Source text:
· · · · · · ·
# how many fishes?



## hedson_25 (Sep 20, 2005)

hello everyone!!
i have a question:
i have books from amano and i have notice that he places many fishes on the average aqauriums,
i have actually a 60x30x40cm "standard" but i want to have as many neon fisshes as posible what would be the limit? maybe 20 30 or 40? have counted in this size aquariums about that much on amano's setups. i have a 2213 eheim filter and i plan to make 1/2 water change weekly.
so any suggestions?
cardinals and neons maybe combined with siscors tetras like their natural habit:


----------



## Quetzalcoatl (Feb 13, 2009)

It's hard to say since everyone's tank are different. It depends on how much plant you have in the tank, how much open space (for fish to swim) there are, how often/how much you feed, etc...

Many book say 1 cm per 1 L or 1 inch per 1 Gallon. You can use this as a guideline, but again this is not very accurate for the above mentioned reasons. With this calculation, you can have about 30 of neon tetras (about 2cm per fish).
· · · · · · ·
Your tasks:
**A.** In the fish stocking thread, what rule of thumb do many books give for how many fish a tank can hold?
**B.** Relabel "Emitted" as "Output" throughout the records below, reproducing all of the records with nothing else altered. Omit the pictures from your answer.

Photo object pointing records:
· · · · · · ·
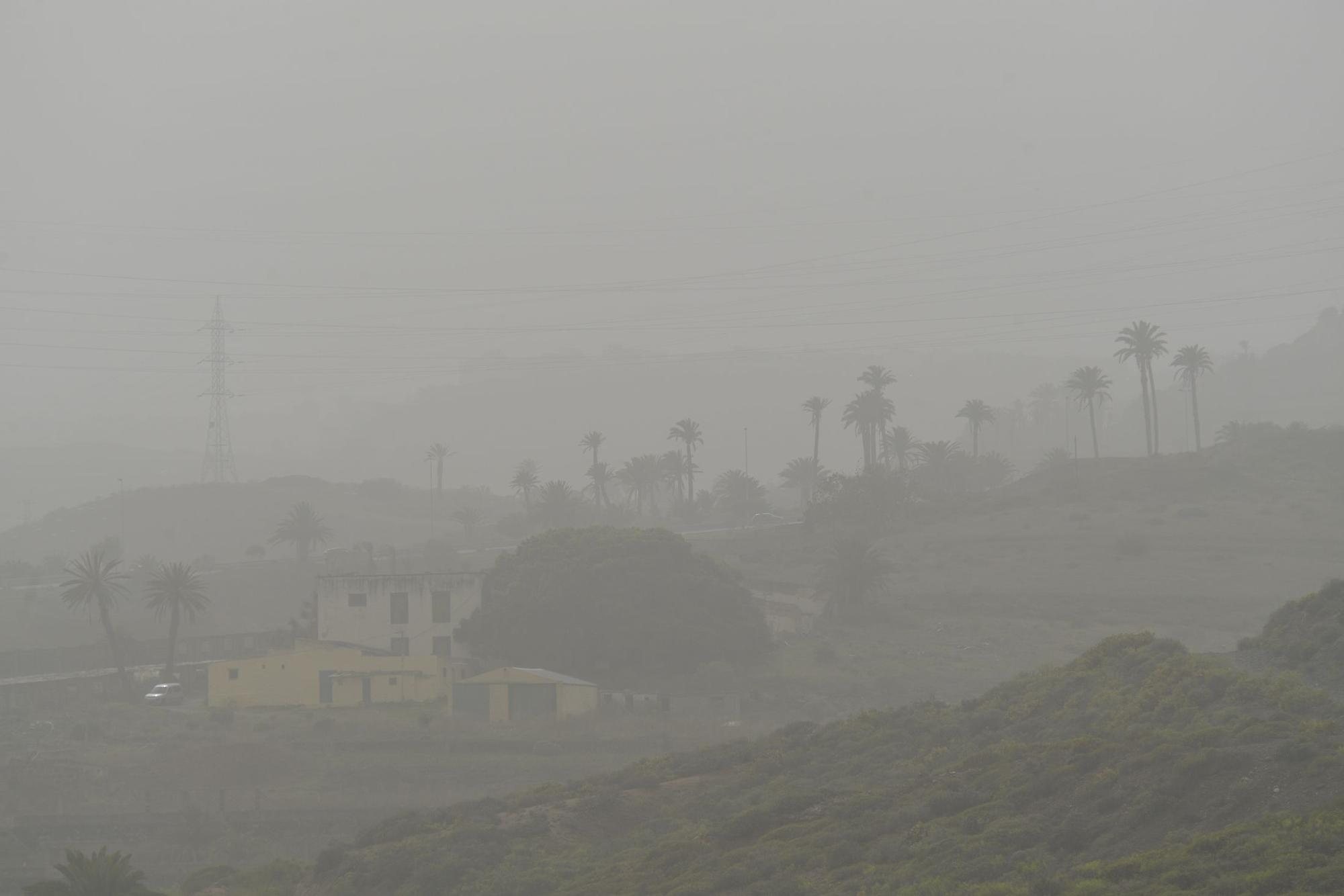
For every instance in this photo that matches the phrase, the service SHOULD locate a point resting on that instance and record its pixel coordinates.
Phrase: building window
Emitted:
(440, 607)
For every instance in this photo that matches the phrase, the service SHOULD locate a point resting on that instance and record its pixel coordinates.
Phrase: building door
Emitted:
(325, 687)
(532, 702)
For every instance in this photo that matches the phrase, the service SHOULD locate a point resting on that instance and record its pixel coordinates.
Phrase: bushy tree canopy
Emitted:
(615, 605)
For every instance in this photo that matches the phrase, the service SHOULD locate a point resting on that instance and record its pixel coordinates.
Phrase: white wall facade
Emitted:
(358, 609)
· · · · · · ·
Full solutions:
**A.** 1 cm of fish per 1 L of water, or 1 inch per 1 gallon.

**B.**
For every instance in this photo that matches the phrase, the service SHOULD locate a point resting on that instance and record its pixel coordinates.
Phrase: building window
Output:
(440, 607)
For every instance in this photo that matches the phrase, the service SHOULD locate a point resting on that instance and record its pixel coordinates.
Phrase: building door
Output:
(325, 687)
(532, 702)
For every instance in this photo that matches the phrase, the service SHOULD locate a point resting on that instance and record its pixel coordinates.
Phrase: bushy tree canopy
Output:
(615, 605)
For every instance in this photo that matches the phrase, the service SHOULD locate a point resting on that instance and record its pixel coordinates.
Phrase: white wall facade
Output:
(358, 609)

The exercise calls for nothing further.